MATERIAL FOR THE TASK -
— begin —

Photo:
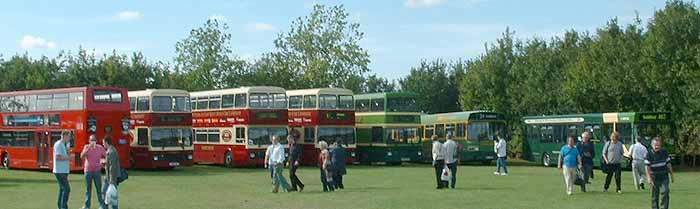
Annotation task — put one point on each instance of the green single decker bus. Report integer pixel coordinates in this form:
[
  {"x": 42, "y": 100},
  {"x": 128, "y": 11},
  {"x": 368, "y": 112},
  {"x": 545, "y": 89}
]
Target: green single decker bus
[
  {"x": 474, "y": 131},
  {"x": 387, "y": 128},
  {"x": 545, "y": 135}
]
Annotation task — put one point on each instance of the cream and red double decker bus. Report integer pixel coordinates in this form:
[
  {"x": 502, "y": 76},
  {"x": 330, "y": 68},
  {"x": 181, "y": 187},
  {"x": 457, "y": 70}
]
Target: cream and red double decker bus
[
  {"x": 32, "y": 121},
  {"x": 161, "y": 122},
  {"x": 233, "y": 127},
  {"x": 325, "y": 114}
]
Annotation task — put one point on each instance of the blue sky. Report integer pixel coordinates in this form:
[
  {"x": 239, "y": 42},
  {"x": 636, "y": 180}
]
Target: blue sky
[{"x": 398, "y": 34}]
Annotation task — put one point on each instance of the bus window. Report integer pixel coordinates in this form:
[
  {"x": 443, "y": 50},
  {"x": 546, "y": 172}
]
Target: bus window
[
  {"x": 309, "y": 101},
  {"x": 142, "y": 134},
  {"x": 295, "y": 102},
  {"x": 377, "y": 105},
  {"x": 362, "y": 105},
  {"x": 345, "y": 102},
  {"x": 328, "y": 101},
  {"x": 227, "y": 101},
  {"x": 241, "y": 100},
  {"x": 162, "y": 103}
]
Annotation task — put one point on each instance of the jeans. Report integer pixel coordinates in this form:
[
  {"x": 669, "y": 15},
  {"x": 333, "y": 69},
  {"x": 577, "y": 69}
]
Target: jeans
[
  {"x": 63, "y": 190},
  {"x": 613, "y": 169},
  {"x": 638, "y": 172},
  {"x": 501, "y": 162},
  {"x": 90, "y": 179},
  {"x": 569, "y": 178},
  {"x": 104, "y": 191},
  {"x": 294, "y": 178},
  {"x": 327, "y": 185},
  {"x": 453, "y": 168},
  {"x": 278, "y": 178},
  {"x": 660, "y": 187}
]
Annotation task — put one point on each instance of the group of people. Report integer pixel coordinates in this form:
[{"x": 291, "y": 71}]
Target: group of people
[
  {"x": 95, "y": 157},
  {"x": 653, "y": 165},
  {"x": 332, "y": 164}
]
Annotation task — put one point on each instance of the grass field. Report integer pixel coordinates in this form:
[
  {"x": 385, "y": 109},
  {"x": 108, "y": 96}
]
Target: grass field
[{"x": 409, "y": 186}]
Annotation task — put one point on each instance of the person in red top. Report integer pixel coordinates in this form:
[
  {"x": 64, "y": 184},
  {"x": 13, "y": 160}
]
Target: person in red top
[{"x": 92, "y": 155}]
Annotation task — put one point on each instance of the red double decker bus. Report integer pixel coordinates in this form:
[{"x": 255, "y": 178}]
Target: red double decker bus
[
  {"x": 161, "y": 122},
  {"x": 233, "y": 127},
  {"x": 325, "y": 114},
  {"x": 32, "y": 121}
]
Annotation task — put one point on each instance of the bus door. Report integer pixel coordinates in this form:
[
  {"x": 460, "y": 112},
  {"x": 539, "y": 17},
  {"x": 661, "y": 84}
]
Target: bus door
[{"x": 43, "y": 146}]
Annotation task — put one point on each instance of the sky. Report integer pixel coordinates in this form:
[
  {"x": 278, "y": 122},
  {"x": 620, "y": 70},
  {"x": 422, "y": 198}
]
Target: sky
[{"x": 398, "y": 34}]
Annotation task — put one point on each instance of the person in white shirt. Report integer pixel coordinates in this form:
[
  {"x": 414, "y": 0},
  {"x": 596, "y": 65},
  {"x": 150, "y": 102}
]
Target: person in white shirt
[
  {"x": 638, "y": 152},
  {"x": 276, "y": 160},
  {"x": 451, "y": 158},
  {"x": 438, "y": 162},
  {"x": 500, "y": 149}
]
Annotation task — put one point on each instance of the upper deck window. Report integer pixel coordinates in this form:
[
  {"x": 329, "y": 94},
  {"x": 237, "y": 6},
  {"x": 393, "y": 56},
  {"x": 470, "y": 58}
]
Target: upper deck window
[{"x": 107, "y": 96}]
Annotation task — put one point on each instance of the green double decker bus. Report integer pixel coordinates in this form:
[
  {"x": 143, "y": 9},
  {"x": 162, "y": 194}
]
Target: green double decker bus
[
  {"x": 545, "y": 135},
  {"x": 474, "y": 131},
  {"x": 387, "y": 127}
]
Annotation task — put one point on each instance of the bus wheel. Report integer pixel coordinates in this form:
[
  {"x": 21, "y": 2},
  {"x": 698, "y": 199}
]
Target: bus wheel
[
  {"x": 228, "y": 159},
  {"x": 545, "y": 160},
  {"x": 6, "y": 160}
]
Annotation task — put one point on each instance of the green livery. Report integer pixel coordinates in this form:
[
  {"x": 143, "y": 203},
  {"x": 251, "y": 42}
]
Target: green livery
[
  {"x": 387, "y": 128},
  {"x": 545, "y": 135},
  {"x": 473, "y": 130}
]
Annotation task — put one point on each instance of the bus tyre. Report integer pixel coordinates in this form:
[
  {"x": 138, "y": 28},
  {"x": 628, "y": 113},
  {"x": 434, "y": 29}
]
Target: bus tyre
[
  {"x": 228, "y": 159},
  {"x": 6, "y": 161},
  {"x": 545, "y": 160}
]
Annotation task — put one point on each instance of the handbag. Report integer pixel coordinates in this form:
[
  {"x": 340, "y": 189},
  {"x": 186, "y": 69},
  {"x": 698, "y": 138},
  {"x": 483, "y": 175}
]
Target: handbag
[
  {"x": 112, "y": 195},
  {"x": 446, "y": 174}
]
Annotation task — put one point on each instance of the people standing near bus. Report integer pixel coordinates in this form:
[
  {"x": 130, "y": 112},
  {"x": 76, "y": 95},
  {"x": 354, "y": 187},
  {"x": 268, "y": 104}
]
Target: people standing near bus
[
  {"x": 612, "y": 154},
  {"x": 451, "y": 158},
  {"x": 500, "y": 149},
  {"x": 112, "y": 169},
  {"x": 61, "y": 169},
  {"x": 658, "y": 169},
  {"x": 92, "y": 154},
  {"x": 587, "y": 151},
  {"x": 324, "y": 164},
  {"x": 638, "y": 152},
  {"x": 277, "y": 162},
  {"x": 293, "y": 163},
  {"x": 338, "y": 159},
  {"x": 438, "y": 162},
  {"x": 569, "y": 161}
]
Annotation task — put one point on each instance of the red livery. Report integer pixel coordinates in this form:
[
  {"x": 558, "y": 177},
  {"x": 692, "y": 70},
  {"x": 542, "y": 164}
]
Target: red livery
[
  {"x": 233, "y": 127},
  {"x": 161, "y": 121},
  {"x": 32, "y": 121},
  {"x": 325, "y": 114}
]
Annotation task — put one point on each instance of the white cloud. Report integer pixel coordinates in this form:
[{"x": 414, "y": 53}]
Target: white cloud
[
  {"x": 129, "y": 16},
  {"x": 29, "y": 42},
  {"x": 219, "y": 17},
  {"x": 259, "y": 26},
  {"x": 423, "y": 3}
]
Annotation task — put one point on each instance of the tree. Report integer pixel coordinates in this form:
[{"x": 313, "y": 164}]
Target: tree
[
  {"x": 205, "y": 60},
  {"x": 432, "y": 82},
  {"x": 320, "y": 50}
]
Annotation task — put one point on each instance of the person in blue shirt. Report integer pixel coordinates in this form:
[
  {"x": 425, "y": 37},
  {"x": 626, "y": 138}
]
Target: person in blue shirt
[{"x": 569, "y": 161}]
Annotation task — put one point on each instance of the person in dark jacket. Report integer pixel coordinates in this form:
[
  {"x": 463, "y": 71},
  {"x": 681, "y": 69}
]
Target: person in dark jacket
[
  {"x": 587, "y": 154},
  {"x": 293, "y": 163},
  {"x": 338, "y": 159}
]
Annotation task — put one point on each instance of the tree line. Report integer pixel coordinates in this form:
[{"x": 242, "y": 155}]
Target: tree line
[{"x": 616, "y": 68}]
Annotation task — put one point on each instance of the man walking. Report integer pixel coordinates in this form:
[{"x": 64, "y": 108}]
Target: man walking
[
  {"x": 451, "y": 158},
  {"x": 61, "y": 169},
  {"x": 638, "y": 153},
  {"x": 658, "y": 170}
]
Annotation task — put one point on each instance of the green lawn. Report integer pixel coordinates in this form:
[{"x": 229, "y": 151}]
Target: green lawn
[{"x": 408, "y": 186}]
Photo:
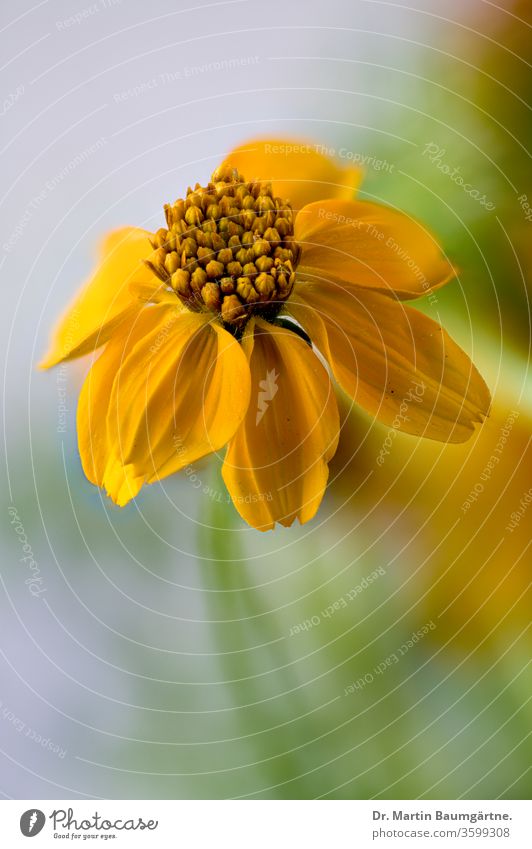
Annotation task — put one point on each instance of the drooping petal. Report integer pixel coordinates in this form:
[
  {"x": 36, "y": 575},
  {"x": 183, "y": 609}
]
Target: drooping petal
[
  {"x": 399, "y": 365},
  {"x": 180, "y": 394},
  {"x": 93, "y": 403},
  {"x": 371, "y": 246},
  {"x": 105, "y": 301},
  {"x": 276, "y": 464},
  {"x": 300, "y": 174}
]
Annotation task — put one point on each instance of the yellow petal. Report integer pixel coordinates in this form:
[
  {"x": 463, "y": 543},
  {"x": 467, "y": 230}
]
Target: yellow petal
[
  {"x": 179, "y": 395},
  {"x": 276, "y": 464},
  {"x": 369, "y": 245},
  {"x": 96, "y": 312},
  {"x": 299, "y": 173},
  {"x": 395, "y": 362},
  {"x": 94, "y": 397}
]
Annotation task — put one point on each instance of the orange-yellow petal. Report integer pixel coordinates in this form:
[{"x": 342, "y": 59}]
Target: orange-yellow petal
[
  {"x": 395, "y": 362},
  {"x": 371, "y": 246},
  {"x": 96, "y": 311},
  {"x": 180, "y": 394},
  {"x": 276, "y": 464},
  {"x": 95, "y": 393},
  {"x": 300, "y": 174}
]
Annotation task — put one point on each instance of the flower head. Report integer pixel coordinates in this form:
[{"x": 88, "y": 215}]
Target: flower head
[{"x": 210, "y": 328}]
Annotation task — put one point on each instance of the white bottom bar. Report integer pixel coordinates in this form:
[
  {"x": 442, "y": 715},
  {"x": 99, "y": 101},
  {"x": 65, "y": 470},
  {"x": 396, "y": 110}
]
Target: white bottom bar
[{"x": 266, "y": 824}]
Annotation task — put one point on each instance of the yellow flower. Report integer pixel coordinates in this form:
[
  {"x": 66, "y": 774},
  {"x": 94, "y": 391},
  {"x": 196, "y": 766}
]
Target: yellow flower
[{"x": 207, "y": 326}]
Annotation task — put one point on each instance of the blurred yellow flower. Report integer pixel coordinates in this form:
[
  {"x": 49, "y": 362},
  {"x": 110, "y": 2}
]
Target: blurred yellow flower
[{"x": 207, "y": 326}]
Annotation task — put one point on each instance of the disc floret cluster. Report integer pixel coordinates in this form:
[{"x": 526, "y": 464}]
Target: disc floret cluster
[{"x": 229, "y": 248}]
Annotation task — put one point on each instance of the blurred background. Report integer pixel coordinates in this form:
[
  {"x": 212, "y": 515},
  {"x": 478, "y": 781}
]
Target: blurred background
[{"x": 166, "y": 650}]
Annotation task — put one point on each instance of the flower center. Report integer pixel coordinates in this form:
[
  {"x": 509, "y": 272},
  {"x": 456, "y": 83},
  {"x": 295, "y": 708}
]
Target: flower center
[{"x": 229, "y": 248}]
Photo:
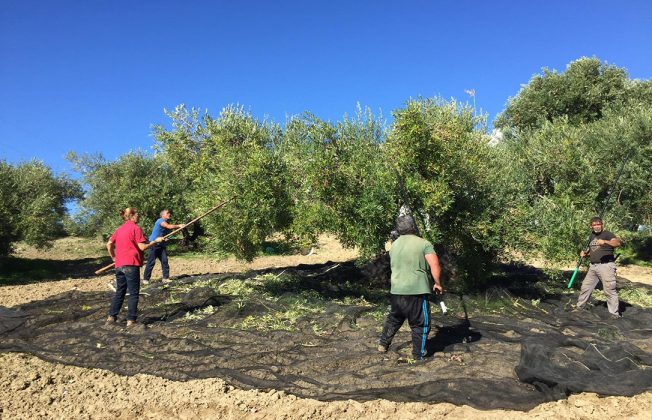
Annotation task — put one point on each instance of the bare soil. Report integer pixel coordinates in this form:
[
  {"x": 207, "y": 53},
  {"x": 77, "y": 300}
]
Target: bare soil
[{"x": 33, "y": 388}]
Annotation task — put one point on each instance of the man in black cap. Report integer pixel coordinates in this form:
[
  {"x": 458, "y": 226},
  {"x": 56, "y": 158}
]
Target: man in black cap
[{"x": 602, "y": 268}]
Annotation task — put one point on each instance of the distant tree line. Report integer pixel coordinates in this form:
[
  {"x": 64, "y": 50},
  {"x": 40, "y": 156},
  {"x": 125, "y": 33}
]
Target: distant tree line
[{"x": 528, "y": 188}]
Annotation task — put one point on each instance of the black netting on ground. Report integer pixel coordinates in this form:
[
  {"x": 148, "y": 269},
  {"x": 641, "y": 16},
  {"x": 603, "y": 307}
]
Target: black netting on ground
[{"x": 306, "y": 330}]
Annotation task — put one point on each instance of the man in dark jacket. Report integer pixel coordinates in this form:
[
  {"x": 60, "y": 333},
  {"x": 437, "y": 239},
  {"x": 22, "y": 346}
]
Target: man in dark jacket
[{"x": 602, "y": 268}]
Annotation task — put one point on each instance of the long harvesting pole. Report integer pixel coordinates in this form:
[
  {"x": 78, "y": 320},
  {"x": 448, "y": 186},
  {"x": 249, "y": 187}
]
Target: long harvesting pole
[{"x": 108, "y": 267}]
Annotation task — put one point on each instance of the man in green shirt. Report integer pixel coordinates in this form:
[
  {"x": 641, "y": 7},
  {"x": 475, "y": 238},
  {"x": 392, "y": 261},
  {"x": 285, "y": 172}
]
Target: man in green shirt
[{"x": 411, "y": 258}]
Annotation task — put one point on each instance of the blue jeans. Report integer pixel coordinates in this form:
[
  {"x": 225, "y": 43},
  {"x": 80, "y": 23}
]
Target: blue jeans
[
  {"x": 157, "y": 251},
  {"x": 127, "y": 277}
]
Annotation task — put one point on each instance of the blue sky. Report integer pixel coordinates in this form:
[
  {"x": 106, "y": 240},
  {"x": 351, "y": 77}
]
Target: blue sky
[{"x": 93, "y": 76}]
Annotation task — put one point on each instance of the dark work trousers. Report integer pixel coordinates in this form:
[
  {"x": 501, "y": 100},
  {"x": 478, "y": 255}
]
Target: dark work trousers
[
  {"x": 414, "y": 308},
  {"x": 127, "y": 278},
  {"x": 157, "y": 251}
]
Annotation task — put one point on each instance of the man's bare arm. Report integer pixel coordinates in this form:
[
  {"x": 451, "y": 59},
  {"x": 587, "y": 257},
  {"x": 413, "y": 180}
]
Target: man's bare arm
[{"x": 435, "y": 270}]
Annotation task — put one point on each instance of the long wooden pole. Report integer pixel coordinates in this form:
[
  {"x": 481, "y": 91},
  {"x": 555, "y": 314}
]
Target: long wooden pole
[{"x": 110, "y": 266}]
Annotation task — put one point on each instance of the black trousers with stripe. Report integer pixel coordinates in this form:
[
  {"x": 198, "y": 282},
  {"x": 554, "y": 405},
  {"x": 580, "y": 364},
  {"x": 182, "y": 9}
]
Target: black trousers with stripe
[{"x": 414, "y": 308}]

— end —

WHAT THE EXERCISE ASKS -
Copy the material again from the line that has "the long wooden" through the end, changing "pole" to "post" and leaving everything else the same.

OUTPUT FOR THIS TASK -
Annotation task — put one point on each instance of the long wooden post. Report integer pixel coordinates in this form:
[
  {"x": 481, "y": 91},
  {"x": 555, "y": 314}
]
Target: long wooden post
[{"x": 110, "y": 266}]
Annotation task — put one point on each instance of the black trousers with stripe. Report integer pixel coordinates in this form:
[
  {"x": 198, "y": 282},
  {"x": 554, "y": 405},
  {"x": 580, "y": 364},
  {"x": 182, "y": 9}
]
Target: black trousers with stripe
[{"x": 414, "y": 308}]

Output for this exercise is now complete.